The input:
◆ ◆ ◆ ◆ ◆ ◆ ◆

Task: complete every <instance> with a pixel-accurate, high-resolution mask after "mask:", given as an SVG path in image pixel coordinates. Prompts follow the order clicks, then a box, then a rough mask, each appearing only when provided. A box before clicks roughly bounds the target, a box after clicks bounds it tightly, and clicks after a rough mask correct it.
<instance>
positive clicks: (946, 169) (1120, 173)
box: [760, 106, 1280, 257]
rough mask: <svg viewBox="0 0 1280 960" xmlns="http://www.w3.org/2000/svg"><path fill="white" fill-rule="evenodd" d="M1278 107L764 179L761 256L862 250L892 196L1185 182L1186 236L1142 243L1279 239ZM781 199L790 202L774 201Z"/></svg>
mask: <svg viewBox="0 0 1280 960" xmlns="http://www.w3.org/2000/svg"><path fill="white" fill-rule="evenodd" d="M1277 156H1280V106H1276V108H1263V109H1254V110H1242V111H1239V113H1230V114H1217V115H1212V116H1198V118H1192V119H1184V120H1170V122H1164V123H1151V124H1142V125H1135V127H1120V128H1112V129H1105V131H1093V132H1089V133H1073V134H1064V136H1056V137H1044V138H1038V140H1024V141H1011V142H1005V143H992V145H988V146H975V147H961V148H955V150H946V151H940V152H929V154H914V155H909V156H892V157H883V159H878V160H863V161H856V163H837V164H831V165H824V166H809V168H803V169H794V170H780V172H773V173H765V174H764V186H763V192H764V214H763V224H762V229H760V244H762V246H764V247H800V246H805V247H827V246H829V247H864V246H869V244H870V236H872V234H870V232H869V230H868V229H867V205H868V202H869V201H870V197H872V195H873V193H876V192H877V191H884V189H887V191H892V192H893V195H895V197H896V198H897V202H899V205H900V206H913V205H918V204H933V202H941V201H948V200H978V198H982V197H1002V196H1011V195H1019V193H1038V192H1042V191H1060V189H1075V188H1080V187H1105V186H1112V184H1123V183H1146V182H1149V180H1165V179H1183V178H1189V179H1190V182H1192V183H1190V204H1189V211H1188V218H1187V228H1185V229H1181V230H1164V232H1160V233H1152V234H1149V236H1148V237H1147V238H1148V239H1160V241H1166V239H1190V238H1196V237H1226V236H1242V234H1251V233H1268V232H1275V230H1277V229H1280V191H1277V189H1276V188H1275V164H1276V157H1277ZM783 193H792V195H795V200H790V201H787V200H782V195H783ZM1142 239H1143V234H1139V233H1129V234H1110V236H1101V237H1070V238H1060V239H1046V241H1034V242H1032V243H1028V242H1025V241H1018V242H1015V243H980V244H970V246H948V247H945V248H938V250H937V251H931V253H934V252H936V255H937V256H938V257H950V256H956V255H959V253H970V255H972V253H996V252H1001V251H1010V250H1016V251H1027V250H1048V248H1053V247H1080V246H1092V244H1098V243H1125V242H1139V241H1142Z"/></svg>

◆ ◆ ◆ ◆ ◆ ◆ ◆

Work request: Print all of the records above again, character for character.

Answer to this task:
Task: complete every <instance> with a pixel-accurate, high-resolution mask after "mask:", given as an SVG path in image pixel coordinates. Prompts follow the order clicks, then a box, then a rough mask, each appearing only when provided. A box before clicks roughly bounds the target, a box after clicks bounds it tightly, and clicks after a rough mask correct it.
<instance>
positive clicks: (946, 169) (1120, 173)
box: [760, 106, 1280, 257]
rough mask: <svg viewBox="0 0 1280 960" xmlns="http://www.w3.org/2000/svg"><path fill="white" fill-rule="evenodd" d="M1278 107L764 179L761 256L862 250L892 196L1185 182L1186 236L1142 243L1279 239ZM781 199L790 202L774 201Z"/></svg>
mask: <svg viewBox="0 0 1280 960" xmlns="http://www.w3.org/2000/svg"><path fill="white" fill-rule="evenodd" d="M1277 156H1280V106H1276V108H1263V109H1254V110H1242V111H1239V113H1230V114H1217V115H1212V116H1198V118H1192V119H1184V120H1170V122H1164V123H1151V124H1142V125H1135V127H1120V128H1112V129H1105V131H1093V132H1089V133H1073V134H1064V136H1056V137H1044V138H1038V140H1024V141H1011V142H1005V143H992V145H988V146H975V147H961V148H955V150H946V151H940V152H929V154H914V155H909V156H892V157H883V159H878V160H863V161H856V163H837V164H831V165H824V166H809V168H803V169H794V170H780V172H773V173H765V174H764V186H763V192H764V214H763V224H762V229H760V244H762V246H764V247H800V246H805V247H827V246H829V247H864V246H869V244H870V236H872V234H870V232H869V230H868V229H867V205H868V202H869V201H870V197H872V195H873V193H876V192H877V191H884V189H887V191H892V192H893V195H895V197H896V198H897V202H899V205H900V206H913V205H918V204H933V202H941V201H948V200H978V198H982V197H1002V196H1011V195H1019V193H1038V192H1042V191H1060V189H1075V188H1080V187H1105V186H1112V184H1123V183H1146V182H1149V180H1165V179H1183V178H1189V179H1190V182H1192V183H1190V204H1189V211H1188V218H1187V228H1185V229H1181V230H1164V232H1160V233H1152V234H1149V236H1148V237H1147V238H1148V239H1160V241H1166V239H1190V238H1196V237H1226V236H1242V234H1251V233H1268V232H1275V230H1277V229H1280V191H1277V189H1276V188H1275V164H1276V157H1277ZM783 193H792V195H795V200H790V201H787V200H782V195H783ZM1142 239H1143V234H1139V233H1129V234H1110V236H1101V237H1070V238H1060V239H1046V241H1034V242H1032V243H1028V242H1025V241H1018V242H1015V243H980V244H970V246H948V247H945V248H938V250H937V251H931V253H934V252H936V255H937V256H938V257H950V256H956V255H959V253H970V255H972V253H996V252H1001V251H1010V250H1016V251H1027V250H1048V248H1053V247H1080V246H1092V244H1098V243H1125V242H1139V241H1142Z"/></svg>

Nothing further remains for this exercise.